▶ _Coordinate annotation entries_:
[Start]
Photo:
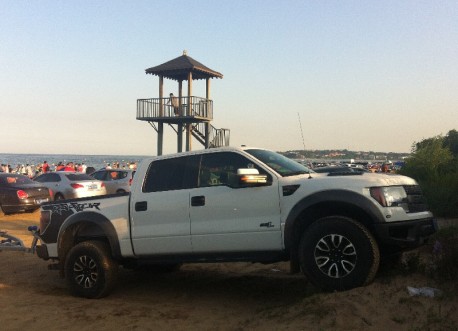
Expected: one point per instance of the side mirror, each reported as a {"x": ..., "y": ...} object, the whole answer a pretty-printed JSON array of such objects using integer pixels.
[{"x": 251, "y": 178}]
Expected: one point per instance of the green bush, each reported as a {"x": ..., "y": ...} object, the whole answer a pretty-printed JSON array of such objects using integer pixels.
[
  {"x": 434, "y": 164},
  {"x": 445, "y": 254}
]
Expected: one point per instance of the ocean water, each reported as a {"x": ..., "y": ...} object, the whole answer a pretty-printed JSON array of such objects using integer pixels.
[{"x": 96, "y": 161}]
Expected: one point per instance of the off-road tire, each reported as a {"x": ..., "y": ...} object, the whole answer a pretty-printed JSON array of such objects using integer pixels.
[
  {"x": 90, "y": 271},
  {"x": 337, "y": 253}
]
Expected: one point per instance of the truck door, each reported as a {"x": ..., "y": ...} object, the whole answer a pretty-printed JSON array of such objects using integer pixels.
[
  {"x": 160, "y": 208},
  {"x": 225, "y": 218}
]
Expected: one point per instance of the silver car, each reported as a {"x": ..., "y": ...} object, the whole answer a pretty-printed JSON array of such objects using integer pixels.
[
  {"x": 115, "y": 180},
  {"x": 70, "y": 185}
]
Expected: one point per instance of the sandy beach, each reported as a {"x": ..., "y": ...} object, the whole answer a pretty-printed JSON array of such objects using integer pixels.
[{"x": 236, "y": 296}]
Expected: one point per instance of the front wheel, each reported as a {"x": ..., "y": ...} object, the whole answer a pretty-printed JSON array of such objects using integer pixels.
[
  {"x": 337, "y": 253},
  {"x": 90, "y": 271}
]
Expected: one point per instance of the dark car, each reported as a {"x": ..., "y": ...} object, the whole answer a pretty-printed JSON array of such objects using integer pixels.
[
  {"x": 339, "y": 170},
  {"x": 115, "y": 180},
  {"x": 18, "y": 193}
]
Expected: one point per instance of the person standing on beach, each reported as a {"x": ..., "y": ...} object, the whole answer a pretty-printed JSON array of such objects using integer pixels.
[
  {"x": 45, "y": 167},
  {"x": 60, "y": 166}
]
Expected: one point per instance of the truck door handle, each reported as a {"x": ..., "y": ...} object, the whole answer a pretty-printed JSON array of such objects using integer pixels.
[
  {"x": 198, "y": 201},
  {"x": 141, "y": 206}
]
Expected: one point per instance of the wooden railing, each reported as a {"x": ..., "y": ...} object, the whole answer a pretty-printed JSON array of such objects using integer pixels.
[
  {"x": 217, "y": 137},
  {"x": 157, "y": 108}
]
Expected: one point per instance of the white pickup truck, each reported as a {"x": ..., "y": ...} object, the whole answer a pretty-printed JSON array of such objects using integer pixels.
[{"x": 235, "y": 204}]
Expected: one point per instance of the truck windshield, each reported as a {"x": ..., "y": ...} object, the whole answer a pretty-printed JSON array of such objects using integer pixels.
[{"x": 281, "y": 164}]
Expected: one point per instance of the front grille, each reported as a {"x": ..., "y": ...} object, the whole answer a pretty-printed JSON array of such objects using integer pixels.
[{"x": 415, "y": 199}]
[End]
Restate every record exactly, please; do not copy the pictures.

Photo:
Expected: one point per instance of the side mirror, each reported as a {"x": ..., "y": ...} object, the whole answer a pretty-printed JSON array of such objects using integer pixels.
[{"x": 251, "y": 178}]
Expected: one point per instance of the green bush, each reported as a {"x": ..., "y": ...} object, the whole answer a pretty-printed JSON array of such objects using integer pixels.
[
  {"x": 434, "y": 164},
  {"x": 445, "y": 254}
]
Expected: one point per instance of the ocean water, each reported as a {"x": ..., "y": ...} object, the whole answer a pretty-printed JSON array of such objects using integer pixels.
[{"x": 96, "y": 161}]
Expected: one point per instance of the off-road tire, each reported as a {"x": ..., "y": ...} object, the whole answer a pretty-printed JSON array of such objects using integer pixels.
[
  {"x": 90, "y": 271},
  {"x": 337, "y": 253}
]
Expected: one point per instance of the truck door, each reported as a {"x": ..., "y": ...} object, the whole answer a pretty-printed JSON array of such objects using integer pixels.
[
  {"x": 160, "y": 208},
  {"x": 225, "y": 218}
]
Expected: one point per instance of the silver car, each reported as a {"x": ..., "y": ...} object, the whole answer a pretty-printed JSON array of such objects using integer pixels.
[
  {"x": 115, "y": 180},
  {"x": 70, "y": 185}
]
Expected: one point per instance of the sandy beach, each reported as a {"x": ..., "y": ...} object, the whole answer a pretty-printed JSON array of such objects using integer pixels.
[{"x": 236, "y": 296}]
Expected: one point per instance of the front wheel, each reported as a {"x": ..., "y": ...} object, the whole answer a pretty-printed JSON array of such objects using integer pixels.
[
  {"x": 337, "y": 253},
  {"x": 90, "y": 271}
]
Expected: one point per instance of the dark car, each reported as a {"x": ..., "y": ...} object, the whole answer a pretty-printed JSON array of such objects using integer pixels.
[
  {"x": 339, "y": 170},
  {"x": 115, "y": 180},
  {"x": 18, "y": 193}
]
Expected: one point per instance of the person standing on beach, each reported as a {"x": ..., "y": ...} object, the whole answer a pretty-printed JSON array of such objects using integer pixels.
[
  {"x": 45, "y": 167},
  {"x": 60, "y": 166}
]
Expected: one point per instance of the truck door handle, each reported as a {"x": ..., "y": ...} object, the whole answer a pretty-printed JSON array of such objects using integer pixels.
[
  {"x": 198, "y": 201},
  {"x": 141, "y": 206}
]
Expected: one point per instance of the wooden railing, each reported as a {"x": ..., "y": ...} object, the whole answer a pretty-printed JSON array of such objects using integer pixels.
[
  {"x": 217, "y": 137},
  {"x": 157, "y": 108}
]
Expected: one point per instance of the white pickup truck, each reported as a {"x": ..., "y": ...} object, the whole answer a pretty-printed JSON array of such objects using integer pixels.
[{"x": 235, "y": 204}]
Expected: one point per instance of the truck windshield, each reported as a {"x": ..., "y": ...} object, the whole answer a pretty-printed JSON array of such objects using integer pixels.
[{"x": 281, "y": 164}]
Expected: one point per instance of the front grille, each reported as a {"x": ..., "y": ...} object, the whole answer a pretty-printed JSON array of such objects using integer pixels.
[{"x": 415, "y": 199}]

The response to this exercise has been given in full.